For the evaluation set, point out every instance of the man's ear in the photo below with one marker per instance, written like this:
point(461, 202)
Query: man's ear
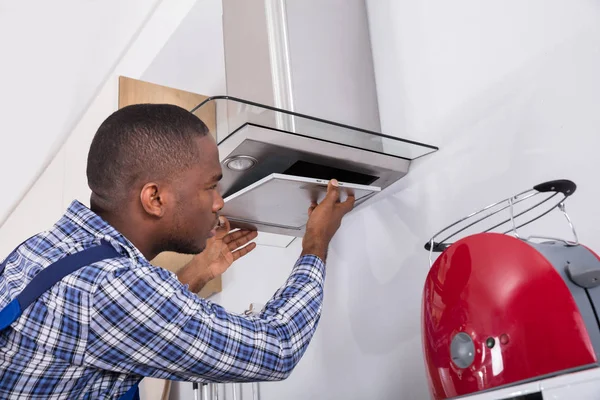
point(153, 201)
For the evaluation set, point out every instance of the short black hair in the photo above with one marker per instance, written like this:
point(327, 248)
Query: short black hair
point(139, 141)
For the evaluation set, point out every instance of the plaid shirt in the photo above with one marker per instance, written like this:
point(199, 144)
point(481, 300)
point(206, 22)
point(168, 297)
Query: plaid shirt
point(99, 330)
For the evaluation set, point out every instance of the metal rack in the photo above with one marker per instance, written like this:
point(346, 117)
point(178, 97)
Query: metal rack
point(551, 195)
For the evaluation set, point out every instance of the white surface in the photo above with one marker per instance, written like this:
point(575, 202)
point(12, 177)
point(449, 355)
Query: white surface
point(283, 200)
point(584, 385)
point(55, 58)
point(497, 86)
point(332, 68)
point(193, 59)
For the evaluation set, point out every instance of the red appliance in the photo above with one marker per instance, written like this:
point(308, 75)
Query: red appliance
point(500, 309)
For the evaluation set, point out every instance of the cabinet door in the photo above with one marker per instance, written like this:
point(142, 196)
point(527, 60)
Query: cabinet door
point(133, 91)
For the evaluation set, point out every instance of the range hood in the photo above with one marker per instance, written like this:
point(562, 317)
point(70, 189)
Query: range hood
point(275, 161)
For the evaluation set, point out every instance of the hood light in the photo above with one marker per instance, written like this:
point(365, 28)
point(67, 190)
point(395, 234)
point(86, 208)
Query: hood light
point(240, 163)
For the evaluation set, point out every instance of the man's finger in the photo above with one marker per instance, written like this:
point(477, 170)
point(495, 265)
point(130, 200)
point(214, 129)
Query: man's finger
point(233, 236)
point(241, 239)
point(224, 227)
point(348, 204)
point(333, 192)
point(243, 251)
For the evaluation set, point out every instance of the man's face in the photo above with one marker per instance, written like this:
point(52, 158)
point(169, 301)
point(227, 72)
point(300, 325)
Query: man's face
point(197, 202)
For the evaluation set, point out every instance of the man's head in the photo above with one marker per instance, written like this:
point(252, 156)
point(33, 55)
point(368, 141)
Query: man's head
point(153, 169)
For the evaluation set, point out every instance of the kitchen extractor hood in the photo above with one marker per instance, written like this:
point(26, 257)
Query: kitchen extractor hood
point(276, 161)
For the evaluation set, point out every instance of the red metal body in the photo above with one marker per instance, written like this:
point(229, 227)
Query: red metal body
point(495, 286)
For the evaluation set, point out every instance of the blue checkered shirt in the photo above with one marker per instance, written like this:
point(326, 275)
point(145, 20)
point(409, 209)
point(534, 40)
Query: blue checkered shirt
point(99, 330)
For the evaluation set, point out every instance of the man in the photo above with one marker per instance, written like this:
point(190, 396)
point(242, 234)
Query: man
point(153, 171)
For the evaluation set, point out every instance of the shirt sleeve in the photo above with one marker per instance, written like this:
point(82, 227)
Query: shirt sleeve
point(149, 324)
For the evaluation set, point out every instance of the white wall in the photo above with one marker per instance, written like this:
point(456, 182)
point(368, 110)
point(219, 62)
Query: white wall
point(192, 59)
point(55, 58)
point(498, 86)
point(64, 179)
point(510, 92)
point(330, 58)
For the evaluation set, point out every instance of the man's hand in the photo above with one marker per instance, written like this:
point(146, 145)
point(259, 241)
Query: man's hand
point(220, 252)
point(225, 247)
point(324, 221)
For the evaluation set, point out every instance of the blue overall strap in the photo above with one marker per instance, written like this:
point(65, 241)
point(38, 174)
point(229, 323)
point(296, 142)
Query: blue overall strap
point(133, 393)
point(51, 275)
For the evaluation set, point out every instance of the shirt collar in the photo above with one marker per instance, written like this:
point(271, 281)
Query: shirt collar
point(82, 216)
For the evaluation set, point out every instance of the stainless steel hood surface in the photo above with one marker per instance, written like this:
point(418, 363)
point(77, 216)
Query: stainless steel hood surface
point(275, 141)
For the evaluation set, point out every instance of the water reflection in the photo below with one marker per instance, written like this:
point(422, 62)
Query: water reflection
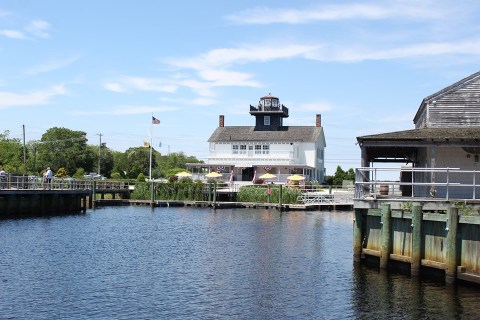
point(184, 263)
point(381, 295)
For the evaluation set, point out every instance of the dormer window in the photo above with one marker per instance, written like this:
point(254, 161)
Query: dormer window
point(266, 120)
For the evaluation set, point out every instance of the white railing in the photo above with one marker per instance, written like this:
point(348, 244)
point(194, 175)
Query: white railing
point(23, 182)
point(443, 183)
point(252, 154)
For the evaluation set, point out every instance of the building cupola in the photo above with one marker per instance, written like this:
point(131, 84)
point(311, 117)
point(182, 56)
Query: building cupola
point(269, 114)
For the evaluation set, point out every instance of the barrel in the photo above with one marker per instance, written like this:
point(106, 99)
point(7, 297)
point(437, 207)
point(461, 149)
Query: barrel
point(384, 189)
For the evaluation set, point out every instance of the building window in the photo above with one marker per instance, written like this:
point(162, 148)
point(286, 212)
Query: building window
point(266, 149)
point(243, 149)
point(266, 120)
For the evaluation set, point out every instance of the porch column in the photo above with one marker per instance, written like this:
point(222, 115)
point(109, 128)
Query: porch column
point(363, 176)
point(432, 164)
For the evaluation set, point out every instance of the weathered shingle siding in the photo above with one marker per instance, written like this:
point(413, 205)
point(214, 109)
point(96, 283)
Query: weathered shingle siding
point(454, 106)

----------------------------------------

§ **PROBLEM DETAILS**: Convert the listing lines into a numbered list, leaving out any blank lines. Begin at the line that contains "of the man in" and stop after the line that contains "point(149, 324)".

§ **RESPONSE TO THIS TASK**:
1. For the evaluation set, point out every instance of the man in the photo above with one marker per instance, written like this:
2. point(190, 396)
3. point(242, 234)
4. Query: man
5. point(153, 171)
6. For the evaluation set, point out every instance of the shirt sleeve in the photo above with one marker per instance, written like this:
7. point(82, 227)
8. Query: shirt sleeve
9. point(149, 324)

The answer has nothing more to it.